«L’Algérie est incontournable pour la France, et la France l’est pour l’Algérie» a déclaré Abdelmajid Tebboune dans une longue interview au journal français l’Opinion. Va-t-on sortir cette phrase de son contexte ou la laisser dedans ? Quelle que soit l’option, les relations algéro-françaises sont toujours un Himalaya de difficultés à escalader. Dès qu’on essaie d’attaquer le moindre col, la cordée ne suit pas.
Relations passionnelles, pacte d’amitié, accord d’exceptions : l’envers des relations est toujours pavé de bonnes intentions… illusoires.
1830-1962…1962-2020 : cent trente deux ans de colonisation et cinquante huit ans de yoyo gaulois alternant promesses et impasses.
Giscard, Mitterrand, Chirac, Sarkozy, Hollande privilégièrent tous, les effets d’annonce à de véritables relations avec l’Algérie.
Muqueuse à mille voix, la France se faisait toujours la spéléologue de son ancienne colonie.

- EXERCICES PROPOSÉS
1. Recopiez le texte sur les relations algéro-françaises de «1830-1962…1962-2020 : cent» à «relations avec l’Algérie.», en remplaçant «promesses» par «engagements».
2. Rédigez la suite du texte sur les relations algéro-françaises à partir de sa dernière phrase.
Les données ci-après forment un matériau indépendant du texte.

- DONNÉES PRÉSENTÉES
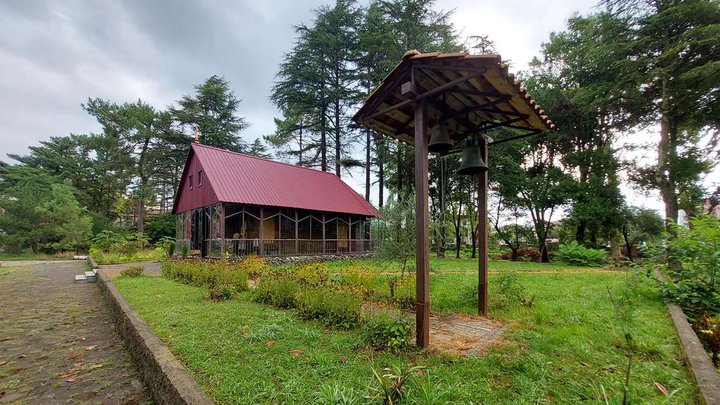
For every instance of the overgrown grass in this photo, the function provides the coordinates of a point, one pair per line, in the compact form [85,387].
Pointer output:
[566,348]
[4,256]
[461,265]
[116,257]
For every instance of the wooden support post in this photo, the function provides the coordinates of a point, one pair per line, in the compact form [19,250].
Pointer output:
[350,234]
[222,230]
[482,235]
[422,252]
[262,232]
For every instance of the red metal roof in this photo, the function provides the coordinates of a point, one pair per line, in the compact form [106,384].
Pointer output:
[238,178]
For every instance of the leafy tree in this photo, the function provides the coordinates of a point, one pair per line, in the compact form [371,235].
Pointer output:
[394,232]
[97,166]
[528,174]
[39,212]
[574,81]
[316,88]
[640,225]
[671,75]
[213,110]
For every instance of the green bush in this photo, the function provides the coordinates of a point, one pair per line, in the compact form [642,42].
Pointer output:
[206,273]
[222,292]
[133,271]
[388,332]
[695,276]
[279,292]
[578,255]
[405,295]
[312,274]
[336,309]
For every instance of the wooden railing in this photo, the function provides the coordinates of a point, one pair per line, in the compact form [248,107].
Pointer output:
[295,247]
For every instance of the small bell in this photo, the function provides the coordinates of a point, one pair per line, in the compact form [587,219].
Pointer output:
[440,141]
[472,162]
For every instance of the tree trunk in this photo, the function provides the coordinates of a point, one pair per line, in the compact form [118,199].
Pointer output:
[338,158]
[323,139]
[666,156]
[441,249]
[367,164]
[628,243]
[580,232]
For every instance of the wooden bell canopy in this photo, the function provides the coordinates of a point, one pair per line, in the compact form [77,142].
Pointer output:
[469,93]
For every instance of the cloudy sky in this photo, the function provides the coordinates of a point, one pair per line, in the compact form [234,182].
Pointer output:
[55,54]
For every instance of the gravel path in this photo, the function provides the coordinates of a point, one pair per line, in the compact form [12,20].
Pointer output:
[57,341]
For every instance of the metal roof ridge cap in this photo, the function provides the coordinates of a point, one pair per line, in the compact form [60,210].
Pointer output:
[265,159]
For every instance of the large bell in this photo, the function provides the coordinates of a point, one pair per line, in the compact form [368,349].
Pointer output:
[472,162]
[440,141]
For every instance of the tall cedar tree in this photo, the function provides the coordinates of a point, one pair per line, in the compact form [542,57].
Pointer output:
[213,109]
[574,81]
[672,82]
[316,88]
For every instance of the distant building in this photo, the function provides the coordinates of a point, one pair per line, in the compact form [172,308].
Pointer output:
[232,203]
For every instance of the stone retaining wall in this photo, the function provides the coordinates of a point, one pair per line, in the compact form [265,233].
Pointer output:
[699,363]
[167,380]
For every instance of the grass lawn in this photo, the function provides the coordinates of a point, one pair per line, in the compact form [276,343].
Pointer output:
[4,256]
[566,348]
[451,264]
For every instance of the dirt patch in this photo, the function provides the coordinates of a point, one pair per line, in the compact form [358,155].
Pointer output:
[57,340]
[152,269]
[464,335]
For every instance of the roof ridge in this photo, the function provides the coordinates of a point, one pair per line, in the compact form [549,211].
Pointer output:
[262,159]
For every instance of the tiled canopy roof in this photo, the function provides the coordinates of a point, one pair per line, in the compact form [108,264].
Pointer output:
[238,178]
[471,92]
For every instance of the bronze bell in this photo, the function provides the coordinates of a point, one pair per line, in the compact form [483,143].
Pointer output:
[440,141]
[472,162]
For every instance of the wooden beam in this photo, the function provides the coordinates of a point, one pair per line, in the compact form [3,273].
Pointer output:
[422,251]
[422,96]
[262,232]
[462,69]
[222,230]
[482,235]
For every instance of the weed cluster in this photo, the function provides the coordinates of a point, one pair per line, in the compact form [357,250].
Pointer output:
[578,255]
[224,279]
[388,331]
[133,271]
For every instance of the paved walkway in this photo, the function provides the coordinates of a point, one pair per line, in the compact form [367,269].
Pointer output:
[152,269]
[57,341]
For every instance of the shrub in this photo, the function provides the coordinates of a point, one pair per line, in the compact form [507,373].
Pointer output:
[206,273]
[279,292]
[312,274]
[254,266]
[133,271]
[168,244]
[508,290]
[336,309]
[529,254]
[405,294]
[222,292]
[578,255]
[388,332]
[359,279]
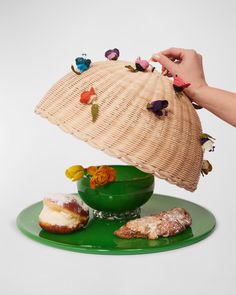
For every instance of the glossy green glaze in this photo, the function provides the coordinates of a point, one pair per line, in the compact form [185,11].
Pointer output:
[98,237]
[131,189]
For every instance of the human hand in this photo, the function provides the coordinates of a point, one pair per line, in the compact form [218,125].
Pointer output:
[185,63]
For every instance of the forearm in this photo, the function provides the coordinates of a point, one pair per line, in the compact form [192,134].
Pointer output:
[220,102]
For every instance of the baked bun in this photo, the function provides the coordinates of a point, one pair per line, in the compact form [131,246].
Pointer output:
[63,213]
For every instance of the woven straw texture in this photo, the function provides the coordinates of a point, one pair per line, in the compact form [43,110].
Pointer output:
[167,147]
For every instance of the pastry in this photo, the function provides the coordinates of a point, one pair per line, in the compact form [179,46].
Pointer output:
[165,224]
[63,213]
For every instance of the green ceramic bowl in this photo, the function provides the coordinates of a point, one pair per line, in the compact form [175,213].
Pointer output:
[131,189]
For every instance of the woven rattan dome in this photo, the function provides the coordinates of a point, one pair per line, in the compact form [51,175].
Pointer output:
[167,147]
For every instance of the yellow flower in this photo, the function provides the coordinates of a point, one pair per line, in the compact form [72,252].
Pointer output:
[75,172]
[102,176]
[91,170]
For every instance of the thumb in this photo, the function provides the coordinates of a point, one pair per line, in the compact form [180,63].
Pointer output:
[166,62]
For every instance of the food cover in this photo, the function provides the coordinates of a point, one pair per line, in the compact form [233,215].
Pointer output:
[112,107]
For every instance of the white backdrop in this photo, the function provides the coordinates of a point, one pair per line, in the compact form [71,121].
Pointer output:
[39,41]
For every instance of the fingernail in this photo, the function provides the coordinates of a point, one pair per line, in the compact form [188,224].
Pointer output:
[156,57]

- RÉPONSES
1.
1830-1962…1962-2020 : cent trente deux ans de colonisation et cinquante huit ans de yoyo gaulois alternant engagements et impasses.
Giscard, Mitterrand, Chirac, Sarkozy, Hollande privilégièrent tous, les effets d’annonce à de véritables relations avec l’Algérie.

2.
Mitterand en 1983 enclencha la première impulsion de ce que devait être les relations entre les deux pays…indexation du prix du gaz algérien sur celui de son pétrole, régularisations des algériens vivant en France sans -papiers, visite de Chadli en France ( une première).
Puis l’abracadabrantesque Chirac venu découvrir Bab-el oued et son pathos, puis repartant fissa en promettant des relations d’exception… que flinguera la loi sur l’apport civilisateur de la colonisation en Algérie.
Sarko s’essaya au petit traité de l’insulte à Constantine en balayant d’un revers de main la repentance de la France pour ses crimes en Algérie.
Hollande, réduisait les relations à la pédanterie gauloise des mots qui ne veulent rien dire, et se figea dans l’alacrité de Boutef.
2017, la France élit un président né après la guerre d’Algerie. Jouant du violon avec un tabou vieux de 2 siècles, Macron déclare que la colo est un crime contre l’humanité. Ici et en France, on essaie de voir sous les replis de cette déclaration. Et tous la mettent sur la manie Balsacienne de Macron qui adore les mots qui percutent. Et puis encore rien, les relations retombent dans leur oisiveté habituelle.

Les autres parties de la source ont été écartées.